YAMSOM-O: A salad of refreshing greens with pomelo

One need not go as far as Thailand to experience the rich cuisine this exotic destination has to offer. Instead, make your way to this gem of a restaurant in the heart of Morato in Quezon City. This glass house glows invitingly, perfect for those wanting to enjoy a relaxed, even romantic, meal in a beautiful setting.

Thaipan features one of the best Thai cuisines the Philippines has to offer. An authentic house from the ’60s was modified into a glass house, the structure and layout preserved. It is reminiscent of a greenhouse-turned-beach house, with a patio deck situated at the entrance with gorgeous wire lanterns throughout the restaurant.

The interior design is by Ivy Almario, whose work in Romulo’s Café is echoed in Thaipan’s monochromatic brown and white motif. The geometric patterns and the clean outlines of white give the right amount of sophistication, a prelude to the resto’s topnotch meals.

Phad Phak Ruam—Chinese kangkong topped with lechon kawali.

Phad Phak Ruam—Chinese kangkong topped with lechon kawali.

After soaking in the dainty details, I was eager to get a taste of what this pretty restaurant had to offer. I started my meal with the sample platter (Khong Waang Thai, P340) which consisted of chicken satay, deep-fried spring rolls, crispy shrimp pastry and grilled pork wrapped in betel leaves. It also came with three kinds of sauces that went well with all of the fare.

What stood out were the chicken satay and the pork wrapped in betel leaves because of the juiciness of the meat, which most Thai places tend to serve dry.

Next were the Catfish Salad (Yam Plan Dook Foo, P290) and the Pomelo salad topped with shredded pork (Yam Som-O, P310). Despite the two being both salads, they complemented each other since the Pomelo salad was sweet to the Catfish salad’s salty. If you are like me, it nicely served as a “layover” dish—something I would go back to eating in between sampling other dishes.

Creamier soup

Chicken Satay with sauces

Chicken Satay with sauces

I anticipated the Tom Yum soup since this tends to make me judge the quality of a Thai restaurant, whether they are successful with this dish. I was curious when it arrived because the soup was thicker in consistency. Though not normally done, the soup was simply a creamier version due to coconut milk, and I was pleased that it was more generous than most Tom Yum soups when it came to shrimps and mushrooms.

The kaffir leaves and lemongrass were so distinct. It’s deliciously spicy, but the resto can adjust to make the soup as mild or as hot as you can handle it.

Neutralizing the Tom Yum was a pork and vegetable dish (Phad Phak Ruam, P220) made of fresh Chinese kangkong topped with lechon kawali. Don’t let the simplicity of the dish fool you because this pairing is well-thought-of. The lechon kawali is coated in a light breading that made for an extra-crispy experience. The veggies were cooked just right and lightly seasoned, a respite from distinct Thai flavors.

______________________________

EXERCISE SET:
1. Answer these from the Thaipan review:
(a) Who did the interior design?
(b) What is the price of the sample platter?
(c) What made the Tom Yum soup creamier?
2. Please print the part of the Thaipan review that opens with the words "Next were the" and closes with "shrimps and mushrooms.".

[Excerpts from point annotation data]
______________________________

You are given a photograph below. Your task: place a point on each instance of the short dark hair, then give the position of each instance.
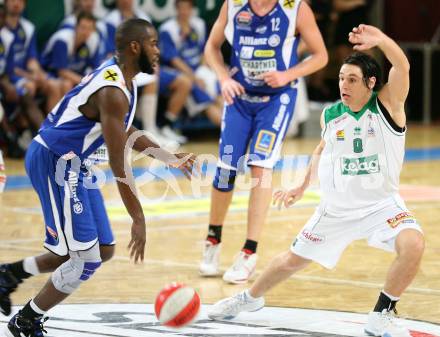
(131, 30)
(188, 1)
(85, 16)
(369, 68)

______________________________

OUTPUTS:
1.
(a) Ivy Almario
(b) P340
(c) Coconut milk

2.
Next were the Catfish Salad (Yam Plan Dook Foo, P290) and the Pomelo salad topped with shredded pork (Yam Som-O, P310). Despite the two being both salads, they complemented each other since the Pomelo salad was sweet to the Catfish salad’s salty. If you are like me, it nicely served as a “layover” dish—something I would go back to eating in between sampling other dishes.

Creamier soup

Chicken Satay with sauces

Chicken Satay with sauces

I anticipated the Tom Yum soup since this tends to make me judge the quality of a Thai restaurant, whether they are successful with this dish. I was curious when it arrived because the soup was thicker in consistency. Though not normally done, the soup was simply a creamier version due to coconut milk, and I was pleased that it was more generous than most Tom Yum soups when it came to shrimps and mushrooms.